The role of yeast DNA 3′-phosphatase Tpp1 and Rad1/Rad10 endonuclease in processing spontaneous and induced base lesions

Tpp1 is a DNA 3′-phosphatase in Saccharomyces cerevisiae that is believed to act during strand break repair. It is homologous to one domain of mammalian polynucleotide kinase/3′-phosphatase. Unlike in yeast, we found that Tpp1 could confer resistance to methylmethane sulfonate when expressed in bacteria that lack abasic endonuclease/3′-phosphodiesterase function. This species difference was due to the absence of δ-lyase activity in S. cerevisiae, since expression of bacterial Fpg conferred Tpp1-dependent resistance to methylmethane sulfonate in yeast lacking the abasic endonucleases Apn1 and Apn2. In contrast, β-only lyases increased methylmethane sulfonate sensitivity independently of Tpp1, which was explained by the inability of Tpp1 to cleave 3′ α,β-unsaturated aldehydes. In parallel experiments, mutations of TPP1 and RAD1, encoding part of the Rad1/Rad10 3′-flap endonuclease, caused synthetic growth defects in yeast strains lacking Apn1. In contrast, Fpg expression led to a partial rescue of apn1 apn2 rad1 synthetic lethality by converting lesions into Tpp1-cleavable 3′-phosphates. The collected experiments reveal a profound toxicity of strand breaks with irreparable 3′ blocking lesions, and extend the function of the Rad1/Rad10 salvage pathway to 3′-phosphates. They further demonstrate a role for Tpp1 in repairing endogenously created 3′-phosphates. The source of these phosphates remains enigmatic, however, because apn1 tpp1 rad1 slow growth could be correlated with neither the presence of a yeast δ-lyase, the activity of the 3′-phosphate-generating enzyme Tdp1, nor levels of endogenous oxidation.

**Dataset extract:**
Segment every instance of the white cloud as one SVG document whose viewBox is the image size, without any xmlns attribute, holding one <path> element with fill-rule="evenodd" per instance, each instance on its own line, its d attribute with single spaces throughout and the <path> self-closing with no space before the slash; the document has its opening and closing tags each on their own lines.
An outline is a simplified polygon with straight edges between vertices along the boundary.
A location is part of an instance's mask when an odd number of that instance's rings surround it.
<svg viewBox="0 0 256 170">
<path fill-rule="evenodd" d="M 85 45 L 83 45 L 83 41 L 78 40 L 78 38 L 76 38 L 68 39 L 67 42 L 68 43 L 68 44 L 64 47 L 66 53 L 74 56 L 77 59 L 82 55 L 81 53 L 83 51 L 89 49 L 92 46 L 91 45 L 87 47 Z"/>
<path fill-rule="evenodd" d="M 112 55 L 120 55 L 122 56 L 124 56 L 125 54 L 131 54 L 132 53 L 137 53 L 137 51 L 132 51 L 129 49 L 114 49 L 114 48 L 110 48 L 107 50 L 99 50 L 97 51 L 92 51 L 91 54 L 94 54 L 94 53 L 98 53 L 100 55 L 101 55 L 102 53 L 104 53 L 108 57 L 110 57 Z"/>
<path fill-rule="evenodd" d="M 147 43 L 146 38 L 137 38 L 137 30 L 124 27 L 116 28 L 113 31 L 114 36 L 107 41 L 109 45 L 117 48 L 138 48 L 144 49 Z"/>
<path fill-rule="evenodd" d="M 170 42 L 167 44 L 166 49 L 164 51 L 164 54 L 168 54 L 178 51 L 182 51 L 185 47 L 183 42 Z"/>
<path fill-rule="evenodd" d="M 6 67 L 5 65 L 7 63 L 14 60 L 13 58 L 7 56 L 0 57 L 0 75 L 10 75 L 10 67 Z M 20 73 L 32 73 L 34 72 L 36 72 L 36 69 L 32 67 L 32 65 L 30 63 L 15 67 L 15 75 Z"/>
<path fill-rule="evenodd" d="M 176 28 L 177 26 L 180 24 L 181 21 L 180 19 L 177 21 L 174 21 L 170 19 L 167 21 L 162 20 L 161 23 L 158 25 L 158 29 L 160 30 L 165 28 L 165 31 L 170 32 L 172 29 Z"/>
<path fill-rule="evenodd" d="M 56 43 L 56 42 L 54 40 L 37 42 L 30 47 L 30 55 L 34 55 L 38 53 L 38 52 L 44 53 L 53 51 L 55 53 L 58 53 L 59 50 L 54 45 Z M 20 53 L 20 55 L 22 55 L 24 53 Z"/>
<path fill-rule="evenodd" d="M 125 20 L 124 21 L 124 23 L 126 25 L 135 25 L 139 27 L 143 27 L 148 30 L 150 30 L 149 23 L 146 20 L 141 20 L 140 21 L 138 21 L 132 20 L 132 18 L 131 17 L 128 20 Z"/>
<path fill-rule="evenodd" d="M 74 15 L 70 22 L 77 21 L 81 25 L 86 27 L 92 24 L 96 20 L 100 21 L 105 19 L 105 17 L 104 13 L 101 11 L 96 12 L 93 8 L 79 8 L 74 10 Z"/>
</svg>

**Actions to take:**
1. According to the yeast Tpp1 abstract, what activity is absent in S. cerevisiae?
2. Please mark each statement yes or no against the yeast Tpp1 abstract, quoting the words that decide it: (a) Tpp1 can cleave 3′ α,β-unsaturated aldehydes. (b) Tpp1 is homologous to one domain of mammalian polynucleotide kinase/3′-phosphatase. (c) Fpg expression fully rescued apn1 apn2 rad1 synthetic lethality.

**Outputs by task:**
1. δ-lyase activity.

2.
(a) No: "the inability of Tpp1 to cleave 3′ α,β-unsaturated aldehydes"
(b) Yes: "It is homologous to one domain of mammalian polynucleotide kinase/3′-phosphatase."
(c) No: "Fpg expression led to a partial rescue of apn1 apn2 rad1 synthetic lethality"